#### Problem details:
Reproduce every item below word for word, keeping each line intact.

#### Point labeling items:
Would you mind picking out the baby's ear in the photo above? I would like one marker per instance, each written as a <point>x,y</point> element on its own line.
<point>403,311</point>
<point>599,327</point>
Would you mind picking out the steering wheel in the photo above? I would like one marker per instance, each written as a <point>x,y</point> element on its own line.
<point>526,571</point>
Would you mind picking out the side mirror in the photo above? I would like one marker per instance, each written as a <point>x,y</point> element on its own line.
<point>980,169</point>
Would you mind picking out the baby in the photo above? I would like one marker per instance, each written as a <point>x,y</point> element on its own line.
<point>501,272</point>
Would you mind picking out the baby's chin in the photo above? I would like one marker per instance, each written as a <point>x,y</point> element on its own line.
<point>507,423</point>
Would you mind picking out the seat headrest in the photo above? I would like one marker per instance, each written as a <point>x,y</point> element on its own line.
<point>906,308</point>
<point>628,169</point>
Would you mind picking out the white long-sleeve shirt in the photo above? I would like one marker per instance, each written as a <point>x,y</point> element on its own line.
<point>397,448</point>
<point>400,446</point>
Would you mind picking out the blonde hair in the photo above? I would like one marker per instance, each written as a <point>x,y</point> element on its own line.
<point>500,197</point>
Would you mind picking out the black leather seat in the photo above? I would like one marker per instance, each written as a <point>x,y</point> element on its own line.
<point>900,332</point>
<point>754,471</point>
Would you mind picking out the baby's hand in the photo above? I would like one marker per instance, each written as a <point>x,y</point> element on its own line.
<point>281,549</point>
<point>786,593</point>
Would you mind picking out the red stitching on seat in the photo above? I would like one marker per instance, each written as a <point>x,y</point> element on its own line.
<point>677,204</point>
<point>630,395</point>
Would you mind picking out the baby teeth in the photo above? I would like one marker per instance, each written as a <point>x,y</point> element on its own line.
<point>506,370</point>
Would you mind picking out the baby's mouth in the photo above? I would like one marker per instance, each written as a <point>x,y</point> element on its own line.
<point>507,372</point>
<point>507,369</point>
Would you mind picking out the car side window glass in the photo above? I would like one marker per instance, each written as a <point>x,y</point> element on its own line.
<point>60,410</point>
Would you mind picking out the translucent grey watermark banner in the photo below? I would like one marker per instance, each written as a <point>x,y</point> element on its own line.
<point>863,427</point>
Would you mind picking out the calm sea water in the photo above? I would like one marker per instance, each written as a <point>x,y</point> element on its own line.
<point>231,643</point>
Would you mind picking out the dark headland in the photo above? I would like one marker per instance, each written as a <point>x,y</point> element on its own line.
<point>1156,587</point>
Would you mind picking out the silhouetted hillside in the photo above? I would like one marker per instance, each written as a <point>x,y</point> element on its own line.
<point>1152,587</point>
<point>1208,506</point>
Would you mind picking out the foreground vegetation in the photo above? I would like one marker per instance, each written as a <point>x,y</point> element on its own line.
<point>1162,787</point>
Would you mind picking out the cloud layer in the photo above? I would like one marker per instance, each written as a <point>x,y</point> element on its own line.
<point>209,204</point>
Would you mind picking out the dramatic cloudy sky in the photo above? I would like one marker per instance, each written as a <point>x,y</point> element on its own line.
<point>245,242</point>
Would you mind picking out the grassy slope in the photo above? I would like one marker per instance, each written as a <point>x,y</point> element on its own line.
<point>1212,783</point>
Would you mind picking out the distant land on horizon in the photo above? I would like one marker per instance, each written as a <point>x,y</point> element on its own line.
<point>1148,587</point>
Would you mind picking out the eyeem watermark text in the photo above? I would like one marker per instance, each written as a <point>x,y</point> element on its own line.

#### Worked answer:
Would you mind picking out the baby's ear in the photo above? I would like one marker per instance, each written as a <point>x,y</point> element on its own line.
<point>403,311</point>
<point>599,327</point>
Would you mind picking out the steering wheel in the photo above? I would like one marker per instance, each written as a <point>x,y</point> element on its own line.
<point>526,571</point>
Would you mind picking out the side mirror in the photo above? I would like one marker per instance, each written as a <point>x,y</point> element on its own line.
<point>980,169</point>
Would you mind picking out the baby in the photo above? I would like one marker per instance, each written as a <point>x,y</point> element on its own line.
<point>501,272</point>
Would you mind picking out the baby's chin in the photo above? I would like one marker per instance, each written as a <point>x,y</point> element on its own line.
<point>507,423</point>
Would you mind picking out the seat headrest in the photo above? I would like one marker per instance, each written as a <point>x,y</point> element on its own line.
<point>906,308</point>
<point>628,169</point>
Would you mind picking out the white long-sleeve shirt in the photo above? I would like one marker per instance, each written as a <point>x,y</point> element on its own line.
<point>397,448</point>
<point>400,446</point>
Would you mind picking out the blonde hair in the photo above? I would like one marker per instance, each written as a <point>x,y</point> element on its own line.
<point>500,197</point>
Would you mind picking out the black leather seat in the photo above? I would like one marker per instance, each written as a <point>x,y</point> element on its own line.
<point>900,332</point>
<point>754,471</point>
Would you mind picking out the baby's hand in the photo above? I would like one marker per instance, each written as a <point>x,y</point> element on its own line.
<point>281,549</point>
<point>786,593</point>
Would you mind picking out the red stitching on seat in the photo above? I would like one marker per instance, each written as a <point>x,y</point> element on its own line.
<point>677,204</point>
<point>630,395</point>
Would you mind picking out the baby teeth in the photo above? I would like one marker per instance, each written as a <point>x,y</point> element on its own line.
<point>506,370</point>
Would you mind picking out the baby's mouth in the photo above? I would like one marker per instance, each written as a <point>x,y</point> element on its own line.
<point>507,372</point>
<point>507,369</point>
Would you mind picking out the car side window glass in the photo above? I would like one marker per instance, each written as a <point>x,y</point> element on its own line.
<point>60,410</point>
Would you mind picking out the translucent grey watermark banner in the photo below? I would like one marker per instance, each written as a <point>x,y</point> element on its own line.
<point>863,427</point>
Would you mind picking out the calm sea water in the photo above? I would like one marker per instance, each written as a <point>x,y</point> element on its own line.
<point>231,643</point>
Would you mind picking out the dark headland in the photo above? I would like one marker per instance, each written as a <point>x,y</point> element on its own line.
<point>1156,587</point>
Would you mind picking out the silhouetted hillside in the photo above? I would like one marker per instance, each written as a <point>x,y</point> element on its own line.
<point>1152,587</point>
<point>1208,506</point>
Would you mind picking out the foreground vegetation in the photo above? I would like one marker per instance, each written as a <point>x,y</point> element on its own line.
<point>1162,787</point>
Would you mind picking out the cloud layer in the photo above? I would like one marker per instance, each written as a <point>x,y</point> element on its own line.
<point>209,204</point>
Would you mind picking out the dramatic cloudy sky in the photo above? I would like one marker per instance, each written as a <point>x,y</point> element on its own line.
<point>245,242</point>
Would you mind picking out the grassy slope in the photo above? I would like one marker per instance, each written as a <point>x,y</point> element on its own line.
<point>1212,783</point>
Would you mind picking out the distant land on horizon in the photo above? I would like one marker per instance, each written as a <point>x,y</point> element on its own line.
<point>1148,587</point>
Would you mind picking out the eyeem watermark text in the photo above? I would like one marker per instance, each written as a <point>x,y</point> element on its own line.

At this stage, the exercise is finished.